EXCERPT =>
┌──

Failed to Read data from Couchbase using Spark

I have been trying to read data from couchbase , but failing to read due to authentication issue.
import com.couchbase.client.java.document.JsonDocument
import org.apache.spark.sql.SparkSession
import com.couchbase.spark._
object SparkRead {
def main(args: Array[String]): Unit = {
// The SparkSession is the main entry point into spark
val spark = SparkSession
.builder()
.appName("KeyValueExample")
.master("local[*]") // use the JVM as the master, great for testing
.config("spark.couchbase.nodes", "***********") // connect to couchbase on hostname
.config("spark.couchbase.bucket.beer-sample","") // open the travel-sample bucket with empty password
.config("spark.couchbase.username", "couchdb")
.config("spark.couchbase.password", "******")
.config("spark.couchbase.connectTimeout","30000")
.config("spark.couchbase.kvTimeout","10000")
.config("spark.couchbase.socketConnect","10000")
.getOrCreate()
spark.sparkContext
.couchbaseGet[com.couchbase.client.java.document.JsonDocument](Seq("airline_10123")) // Load documents from couchbase
.collect() // collect all data from the spark workers
.foreach(println) // print each document content
}
}
Below is the Build File
name := "KafkaSparkCouchReadWrite"
organization := "my.clairvoyant"
version := "1.0.0-SNAPSHOT"
scalaVersion := "2.11.11"
libraryDependencies ++= Seq(
"org.apache.spark" %% "spark-core" % "2.1.0",
"org.apache.spark" %% "spark-streaming" % "2.1.0",
"org.apache.spark" %% "spark-sql" % "2.1.0",
"org.apache.spark" % "spark-streaming-kafka-0-10_2.11" % "2.2.0",
"com.couchbase.client" %% "spark-connector" % "2.1.0",
"org.glassfish.hk2" % "hk2-utils" % "2.2.0-b27",
"org.glassfish.hk2" % "hk2-locator" % "2.2.0-b27",
"javax.validation" % "validation-api" % "1.1.0.Final",
"org.apache.kafka" %% "kafka" % "0.11.0.0",
"com.googlecode.json-simple" % "json-simple" % "1.1").map(_.excludeAll(ExclusionRule("org.glassfish.hk2"),ExclusionRule("javax.validation")))
ERROR LOG
17/12/12 15:18:35 INFO BlockManager: Initialized BlockManager: BlockManagerId(driver, 192.168.33.220, 52402, None)
17/12/12 15:18:35 INFO SharedState: Warehouse path is 'file:/Users/sampat/Desktop/GitClairvoyant/cpdl3-poc/KafkaSparkCouchReadWrite/spark-warehouse/'.

└──

SUPPLIED RECORDS =>
┌──

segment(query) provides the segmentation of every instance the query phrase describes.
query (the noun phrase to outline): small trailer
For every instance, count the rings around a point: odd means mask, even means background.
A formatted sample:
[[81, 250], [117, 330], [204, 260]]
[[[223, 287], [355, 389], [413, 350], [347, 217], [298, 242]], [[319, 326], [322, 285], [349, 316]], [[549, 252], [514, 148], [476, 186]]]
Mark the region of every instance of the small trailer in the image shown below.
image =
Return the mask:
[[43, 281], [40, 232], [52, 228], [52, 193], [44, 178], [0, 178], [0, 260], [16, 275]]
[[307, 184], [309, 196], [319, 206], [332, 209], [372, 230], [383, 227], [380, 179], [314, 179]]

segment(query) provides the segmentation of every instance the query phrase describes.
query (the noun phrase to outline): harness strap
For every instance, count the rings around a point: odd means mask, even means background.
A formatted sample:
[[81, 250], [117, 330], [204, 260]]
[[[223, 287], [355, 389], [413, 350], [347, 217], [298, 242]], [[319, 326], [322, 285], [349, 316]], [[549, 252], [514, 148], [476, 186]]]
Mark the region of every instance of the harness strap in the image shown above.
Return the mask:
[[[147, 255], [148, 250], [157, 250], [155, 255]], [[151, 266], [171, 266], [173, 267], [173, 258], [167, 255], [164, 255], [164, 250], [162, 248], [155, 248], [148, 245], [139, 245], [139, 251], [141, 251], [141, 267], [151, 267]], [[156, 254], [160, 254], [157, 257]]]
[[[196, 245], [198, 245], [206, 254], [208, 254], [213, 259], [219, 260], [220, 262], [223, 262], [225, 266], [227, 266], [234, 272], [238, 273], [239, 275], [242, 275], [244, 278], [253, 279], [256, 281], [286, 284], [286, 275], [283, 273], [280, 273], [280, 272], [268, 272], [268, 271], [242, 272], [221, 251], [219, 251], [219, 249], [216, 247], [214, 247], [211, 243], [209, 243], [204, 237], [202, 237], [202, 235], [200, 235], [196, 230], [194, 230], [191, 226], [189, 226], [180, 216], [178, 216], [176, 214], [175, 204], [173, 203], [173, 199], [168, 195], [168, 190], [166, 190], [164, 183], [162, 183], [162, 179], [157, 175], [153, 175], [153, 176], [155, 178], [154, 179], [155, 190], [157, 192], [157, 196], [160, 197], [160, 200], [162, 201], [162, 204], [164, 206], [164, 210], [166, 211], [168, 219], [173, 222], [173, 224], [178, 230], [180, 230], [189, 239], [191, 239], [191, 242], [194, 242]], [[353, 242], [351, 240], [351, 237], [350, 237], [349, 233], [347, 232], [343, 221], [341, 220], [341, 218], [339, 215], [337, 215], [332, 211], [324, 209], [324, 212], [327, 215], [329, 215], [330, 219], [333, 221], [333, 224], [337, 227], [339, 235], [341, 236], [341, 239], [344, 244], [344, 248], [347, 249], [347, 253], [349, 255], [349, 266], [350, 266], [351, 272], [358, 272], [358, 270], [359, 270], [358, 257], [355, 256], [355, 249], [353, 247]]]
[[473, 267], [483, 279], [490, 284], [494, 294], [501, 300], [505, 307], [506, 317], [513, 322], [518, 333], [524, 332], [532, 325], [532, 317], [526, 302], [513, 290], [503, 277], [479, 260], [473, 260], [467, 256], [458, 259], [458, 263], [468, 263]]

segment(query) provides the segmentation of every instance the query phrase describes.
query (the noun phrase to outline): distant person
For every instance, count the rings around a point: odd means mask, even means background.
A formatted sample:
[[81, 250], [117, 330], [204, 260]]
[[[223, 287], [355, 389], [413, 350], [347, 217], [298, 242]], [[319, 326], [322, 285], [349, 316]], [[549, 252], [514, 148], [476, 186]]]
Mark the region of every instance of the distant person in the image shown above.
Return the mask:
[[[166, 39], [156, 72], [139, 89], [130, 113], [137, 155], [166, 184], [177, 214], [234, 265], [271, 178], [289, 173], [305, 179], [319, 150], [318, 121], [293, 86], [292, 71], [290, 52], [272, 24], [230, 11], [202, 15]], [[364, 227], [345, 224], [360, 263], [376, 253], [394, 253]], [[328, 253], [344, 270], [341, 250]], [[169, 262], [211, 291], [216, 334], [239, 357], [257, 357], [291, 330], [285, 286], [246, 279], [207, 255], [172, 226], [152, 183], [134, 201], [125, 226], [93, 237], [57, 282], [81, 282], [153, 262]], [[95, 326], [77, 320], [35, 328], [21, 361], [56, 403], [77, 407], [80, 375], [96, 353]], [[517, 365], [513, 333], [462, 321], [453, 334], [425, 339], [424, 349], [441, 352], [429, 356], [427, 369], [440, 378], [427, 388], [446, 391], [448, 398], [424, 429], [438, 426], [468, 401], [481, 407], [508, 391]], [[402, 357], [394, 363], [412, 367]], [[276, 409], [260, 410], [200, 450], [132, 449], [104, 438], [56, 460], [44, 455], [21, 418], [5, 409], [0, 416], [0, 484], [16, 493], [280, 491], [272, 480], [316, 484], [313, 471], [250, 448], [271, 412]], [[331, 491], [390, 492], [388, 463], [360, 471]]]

└──
┌──

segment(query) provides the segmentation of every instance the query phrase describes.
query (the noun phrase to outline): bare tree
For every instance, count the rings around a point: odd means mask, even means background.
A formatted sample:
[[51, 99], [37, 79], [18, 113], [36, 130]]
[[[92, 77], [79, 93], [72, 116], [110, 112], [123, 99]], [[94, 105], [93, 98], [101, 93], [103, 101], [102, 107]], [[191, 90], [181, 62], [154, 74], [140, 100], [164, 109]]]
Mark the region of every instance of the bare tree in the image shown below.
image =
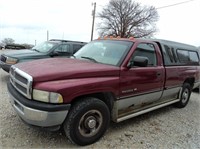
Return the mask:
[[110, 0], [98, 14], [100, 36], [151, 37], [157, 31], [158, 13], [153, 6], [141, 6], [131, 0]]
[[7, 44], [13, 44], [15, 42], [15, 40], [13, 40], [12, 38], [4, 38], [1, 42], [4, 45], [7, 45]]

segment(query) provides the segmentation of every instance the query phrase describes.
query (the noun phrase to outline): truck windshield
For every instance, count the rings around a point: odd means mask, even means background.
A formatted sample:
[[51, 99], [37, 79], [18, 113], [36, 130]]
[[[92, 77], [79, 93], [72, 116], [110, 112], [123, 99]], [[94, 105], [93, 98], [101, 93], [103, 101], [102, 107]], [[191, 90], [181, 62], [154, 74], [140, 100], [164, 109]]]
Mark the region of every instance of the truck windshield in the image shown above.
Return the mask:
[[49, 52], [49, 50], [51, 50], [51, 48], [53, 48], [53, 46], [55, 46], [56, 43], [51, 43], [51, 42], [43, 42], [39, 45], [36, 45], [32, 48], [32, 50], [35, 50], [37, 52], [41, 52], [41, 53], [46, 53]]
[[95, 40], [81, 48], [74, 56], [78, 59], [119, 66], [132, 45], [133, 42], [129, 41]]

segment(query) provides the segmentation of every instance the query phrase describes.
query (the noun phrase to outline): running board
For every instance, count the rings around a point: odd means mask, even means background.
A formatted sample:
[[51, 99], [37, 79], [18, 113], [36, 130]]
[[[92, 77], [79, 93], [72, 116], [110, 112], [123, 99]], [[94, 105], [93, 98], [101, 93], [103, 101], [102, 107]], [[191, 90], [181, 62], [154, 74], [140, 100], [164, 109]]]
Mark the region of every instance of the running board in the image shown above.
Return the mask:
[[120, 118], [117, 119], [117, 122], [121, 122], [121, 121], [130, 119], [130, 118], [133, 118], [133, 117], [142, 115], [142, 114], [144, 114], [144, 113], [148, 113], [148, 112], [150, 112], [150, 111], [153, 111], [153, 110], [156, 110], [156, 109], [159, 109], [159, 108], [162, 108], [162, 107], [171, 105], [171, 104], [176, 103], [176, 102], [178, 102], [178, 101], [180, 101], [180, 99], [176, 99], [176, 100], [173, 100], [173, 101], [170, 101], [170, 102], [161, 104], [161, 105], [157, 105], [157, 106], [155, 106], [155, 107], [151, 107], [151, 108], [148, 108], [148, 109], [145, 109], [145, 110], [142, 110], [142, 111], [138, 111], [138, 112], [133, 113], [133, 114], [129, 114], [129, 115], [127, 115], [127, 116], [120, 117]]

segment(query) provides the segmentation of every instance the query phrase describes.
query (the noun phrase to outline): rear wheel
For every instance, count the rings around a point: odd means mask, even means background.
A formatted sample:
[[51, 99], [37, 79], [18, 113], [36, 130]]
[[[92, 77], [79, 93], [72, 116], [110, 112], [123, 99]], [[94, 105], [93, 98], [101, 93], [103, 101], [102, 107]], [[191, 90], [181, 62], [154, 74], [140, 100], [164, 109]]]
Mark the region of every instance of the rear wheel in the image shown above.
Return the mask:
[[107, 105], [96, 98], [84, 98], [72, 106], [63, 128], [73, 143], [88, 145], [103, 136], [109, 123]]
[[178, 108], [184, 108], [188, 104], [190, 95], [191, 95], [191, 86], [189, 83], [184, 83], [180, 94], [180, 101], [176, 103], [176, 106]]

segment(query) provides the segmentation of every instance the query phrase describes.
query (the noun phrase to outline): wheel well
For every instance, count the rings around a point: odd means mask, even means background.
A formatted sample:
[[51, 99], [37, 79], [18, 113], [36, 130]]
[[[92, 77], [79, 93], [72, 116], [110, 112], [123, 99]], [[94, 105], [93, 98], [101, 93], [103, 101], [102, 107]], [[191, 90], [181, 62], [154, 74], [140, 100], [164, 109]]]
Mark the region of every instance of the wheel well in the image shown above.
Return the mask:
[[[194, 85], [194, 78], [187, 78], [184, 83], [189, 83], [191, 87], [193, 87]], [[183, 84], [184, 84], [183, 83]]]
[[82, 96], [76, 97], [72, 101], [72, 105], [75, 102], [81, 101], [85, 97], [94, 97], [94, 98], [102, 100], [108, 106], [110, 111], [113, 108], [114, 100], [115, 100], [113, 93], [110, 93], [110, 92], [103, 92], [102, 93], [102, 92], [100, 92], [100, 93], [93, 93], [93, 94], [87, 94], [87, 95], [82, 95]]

└──

SET TASKS =>
• A. Please decide whether each of the following statements agrees with the Couchbase post, answering yes or no and quoting the words from the post that decide it. (i) The build file sets the Scala version to 2.11.11. (ii) The code gives the Spark application the name "SparkRead". (iii) The connect timeout is configured as 30000.
• B. How many lines of the records contain the string "windshield"? Treat case as significant, and reply with the number alone.

COMPLETED EXERCISE =>
• A.
(i) Yes: "scalaVersion := "2.11.11""
(ii) No: ".appName("KeyValueExample")"
(iii) Yes: ".config("spark.couchbase.connectTimeout","30000")"

• B. 2